Dataset excerpt:
§ §
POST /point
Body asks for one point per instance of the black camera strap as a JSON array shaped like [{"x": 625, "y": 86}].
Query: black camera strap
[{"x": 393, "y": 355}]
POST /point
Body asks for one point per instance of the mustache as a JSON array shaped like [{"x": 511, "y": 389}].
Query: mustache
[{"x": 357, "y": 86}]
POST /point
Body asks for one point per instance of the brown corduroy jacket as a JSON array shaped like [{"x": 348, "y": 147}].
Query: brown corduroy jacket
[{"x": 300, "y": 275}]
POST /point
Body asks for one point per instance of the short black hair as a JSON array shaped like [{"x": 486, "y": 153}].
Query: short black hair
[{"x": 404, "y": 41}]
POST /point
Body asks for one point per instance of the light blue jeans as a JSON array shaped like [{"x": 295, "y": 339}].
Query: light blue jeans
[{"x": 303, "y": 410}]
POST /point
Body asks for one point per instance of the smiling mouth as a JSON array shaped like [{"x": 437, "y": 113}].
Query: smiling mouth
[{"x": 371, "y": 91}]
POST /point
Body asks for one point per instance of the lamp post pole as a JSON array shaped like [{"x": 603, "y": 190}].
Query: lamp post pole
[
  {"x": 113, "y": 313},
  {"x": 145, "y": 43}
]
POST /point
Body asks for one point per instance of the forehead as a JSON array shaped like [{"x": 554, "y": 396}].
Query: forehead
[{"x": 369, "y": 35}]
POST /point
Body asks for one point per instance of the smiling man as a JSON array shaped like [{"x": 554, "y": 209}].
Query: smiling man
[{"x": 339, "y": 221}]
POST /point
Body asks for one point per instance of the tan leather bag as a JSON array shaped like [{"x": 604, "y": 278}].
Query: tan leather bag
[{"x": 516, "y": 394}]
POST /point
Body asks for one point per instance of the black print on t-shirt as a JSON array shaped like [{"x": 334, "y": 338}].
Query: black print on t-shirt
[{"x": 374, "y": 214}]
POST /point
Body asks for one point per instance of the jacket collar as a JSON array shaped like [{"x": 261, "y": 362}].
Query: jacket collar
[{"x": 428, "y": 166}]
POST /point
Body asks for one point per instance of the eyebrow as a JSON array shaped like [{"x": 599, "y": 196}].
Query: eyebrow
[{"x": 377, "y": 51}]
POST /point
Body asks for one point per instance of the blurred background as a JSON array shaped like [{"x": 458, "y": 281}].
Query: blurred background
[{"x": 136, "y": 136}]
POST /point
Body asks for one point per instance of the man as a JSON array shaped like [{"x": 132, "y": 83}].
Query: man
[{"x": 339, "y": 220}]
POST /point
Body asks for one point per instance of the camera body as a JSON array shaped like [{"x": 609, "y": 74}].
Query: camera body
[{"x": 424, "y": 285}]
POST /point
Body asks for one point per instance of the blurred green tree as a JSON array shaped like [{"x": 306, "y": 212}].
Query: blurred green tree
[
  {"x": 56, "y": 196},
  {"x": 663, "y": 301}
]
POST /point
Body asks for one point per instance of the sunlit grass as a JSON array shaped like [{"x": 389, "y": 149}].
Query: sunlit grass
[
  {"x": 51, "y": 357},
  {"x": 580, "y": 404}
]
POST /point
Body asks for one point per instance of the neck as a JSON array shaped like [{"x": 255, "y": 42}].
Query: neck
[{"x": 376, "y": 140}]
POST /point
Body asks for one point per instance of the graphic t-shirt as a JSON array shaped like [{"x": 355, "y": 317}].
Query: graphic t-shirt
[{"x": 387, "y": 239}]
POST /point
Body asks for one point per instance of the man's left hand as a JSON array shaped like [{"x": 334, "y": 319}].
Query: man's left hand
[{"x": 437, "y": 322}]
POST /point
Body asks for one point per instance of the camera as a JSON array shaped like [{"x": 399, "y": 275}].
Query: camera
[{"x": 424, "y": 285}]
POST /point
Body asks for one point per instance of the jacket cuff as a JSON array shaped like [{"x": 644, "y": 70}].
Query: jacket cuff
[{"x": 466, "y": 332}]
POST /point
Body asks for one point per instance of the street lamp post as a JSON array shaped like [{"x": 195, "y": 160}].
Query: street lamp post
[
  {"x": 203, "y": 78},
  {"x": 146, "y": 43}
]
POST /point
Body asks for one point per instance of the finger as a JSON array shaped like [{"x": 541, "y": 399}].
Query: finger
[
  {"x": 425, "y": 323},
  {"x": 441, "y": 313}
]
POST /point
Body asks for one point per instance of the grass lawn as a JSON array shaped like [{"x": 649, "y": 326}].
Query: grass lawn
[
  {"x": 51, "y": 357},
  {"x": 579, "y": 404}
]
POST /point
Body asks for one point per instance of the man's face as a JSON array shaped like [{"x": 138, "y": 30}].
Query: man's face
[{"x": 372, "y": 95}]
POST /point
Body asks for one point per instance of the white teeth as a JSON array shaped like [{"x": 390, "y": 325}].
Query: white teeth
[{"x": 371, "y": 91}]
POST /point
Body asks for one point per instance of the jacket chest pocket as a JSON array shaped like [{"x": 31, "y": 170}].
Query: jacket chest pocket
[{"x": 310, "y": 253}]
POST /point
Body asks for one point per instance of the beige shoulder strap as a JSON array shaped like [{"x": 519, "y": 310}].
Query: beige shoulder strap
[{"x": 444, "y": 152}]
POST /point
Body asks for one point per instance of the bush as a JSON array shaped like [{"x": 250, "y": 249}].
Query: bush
§ §
### What is asked
Output the entries verbatim.

### Full output
POST /point
Body asks for one point per instance of the black camera strap as a JSON array shaped like [{"x": 625, "y": 86}].
Query: black camera strap
[{"x": 393, "y": 355}]
POST /point
Body asks for one point per instance of the mustache as a JSON array shaped like [{"x": 511, "y": 389}].
Query: mustache
[{"x": 357, "y": 86}]
POST /point
Body asks for one point per instance of the brown corduroy jacket as a JSON array shaped like [{"x": 348, "y": 147}].
Query: brown corduroy jacket
[{"x": 300, "y": 275}]
POST /point
Body asks for one point per instance of the short black hair as a JSON array shaped like [{"x": 486, "y": 153}].
Query: short black hair
[{"x": 404, "y": 41}]
POST /point
Body asks for one point per instance of the light blue jeans as a JSON array shaped like [{"x": 295, "y": 339}].
Query: light blue jeans
[{"x": 303, "y": 410}]
POST /point
Body asks for one point per instance of the smiling mouth as a JSON array shaped like [{"x": 437, "y": 113}].
Query: smiling mouth
[{"x": 371, "y": 91}]
POST /point
Body asks for one point per instance of the lamp post pole as a JSON array shaped like [{"x": 603, "y": 190}].
Query: lamp post pole
[
  {"x": 113, "y": 313},
  {"x": 145, "y": 43}
]
POST /point
Body asks for one point per instance of the forehead as a JSON array shaped like [{"x": 554, "y": 396}].
Query: forehead
[{"x": 369, "y": 35}]
POST /point
Body asks for one point per instance of the smiling man as a JSON array shaped like [{"x": 554, "y": 209}].
Query: smiling man
[{"x": 339, "y": 221}]
POST /point
Body asks for one point per instance of the tan leather bag as a JSON array shaped like [{"x": 604, "y": 278}].
Query: tan leather bag
[{"x": 516, "y": 394}]
POST /point
Body asks for one point per instance of the black print on t-shirt as a JSON array shaped like [{"x": 334, "y": 338}].
Query: black print on t-shirt
[{"x": 374, "y": 214}]
POST /point
Body asks for one point per instance of the jacket collar as a JSON array shaped like [{"x": 261, "y": 362}].
Query: jacket collar
[{"x": 428, "y": 166}]
POST /point
Body asks for one point per instance of the eyebrow as a JSON array shaped like [{"x": 599, "y": 196}].
Query: eyebrow
[{"x": 377, "y": 51}]
POST /point
Body asks for one point per instance of the blurred background as a JSON array shaped like [{"x": 458, "y": 281}].
Query: blurred background
[{"x": 136, "y": 136}]
POST /point
Body asks for one point per instance of the man as a JSON array shaped like [{"x": 132, "y": 83}].
Query: man
[{"x": 339, "y": 220}]
POST /point
Body asks for one point per instance of the camera body as a JSON array shaped like [{"x": 609, "y": 74}].
Query: camera body
[{"x": 424, "y": 285}]
POST /point
Body asks for one point per instance of the blurred green tree as a JSON array shaped like [{"x": 306, "y": 212}].
Query: blurred green tree
[
  {"x": 56, "y": 196},
  {"x": 663, "y": 301}
]
POST /point
Body asks for one point per instance of the sunlit grass as a JSON array shaped like [{"x": 389, "y": 149}].
Query: sunlit grass
[
  {"x": 51, "y": 357},
  {"x": 580, "y": 404}
]
POST /point
Body asks for one point per instance of the neck as a JSON array shaped like [{"x": 255, "y": 42}].
Query: neck
[{"x": 376, "y": 140}]
POST /point
Body asks for one point per instance of the graphic t-shirt as a JSON array shaped like [{"x": 355, "y": 317}].
Query: graphic t-shirt
[{"x": 387, "y": 239}]
POST /point
Body asks for one point per instance of the man's left hand as a JSON array shaped like [{"x": 334, "y": 319}].
Query: man's left hand
[{"x": 437, "y": 322}]
POST /point
Body asks for one point per instance of the camera as a JSON array shaped like [{"x": 399, "y": 275}].
Query: camera
[{"x": 424, "y": 285}]
POST /point
Body asks for one point per instance of the jacket cuff as a JSON array shaped like [{"x": 644, "y": 70}].
Query: jacket cuff
[{"x": 466, "y": 332}]
POST /point
Body asks for one point per instance of the street lamp post as a JSON array shaped like [{"x": 195, "y": 160}].
Query: street lamp post
[
  {"x": 203, "y": 78},
  {"x": 146, "y": 43}
]
POST /point
Body asks for one point per instance of the finger as a JSON array shaped like [{"x": 541, "y": 399}].
Query: finger
[
  {"x": 425, "y": 323},
  {"x": 441, "y": 313}
]
POST /point
Body asks for one point per instance of the grass lawn as a JSON array shaped like [{"x": 649, "y": 326}].
Query: grass lawn
[
  {"x": 51, "y": 357},
  {"x": 579, "y": 404}
]
POST /point
Body asks for one point per instance of the man's face as a JSON array shaped like [{"x": 138, "y": 30}].
Query: man's face
[{"x": 372, "y": 95}]
POST /point
Body asks for one point per instance of the white teeth as a JSON array shaped like [{"x": 390, "y": 325}].
Query: white teeth
[{"x": 371, "y": 91}]
POST /point
Body asks for one point per instance of the jacket chest pocket as a JSON array shaped like [{"x": 31, "y": 170}].
Query: jacket chest pocket
[{"x": 310, "y": 253}]
POST /point
Body asks for one point per instance of the beige shoulder strap as a JSON array shaped like [{"x": 519, "y": 310}].
Query: beige shoulder strap
[{"x": 444, "y": 152}]
POST /point
Body asks for one point per instance of the bush as a JSON array shaped like [{"x": 250, "y": 249}].
Query: bush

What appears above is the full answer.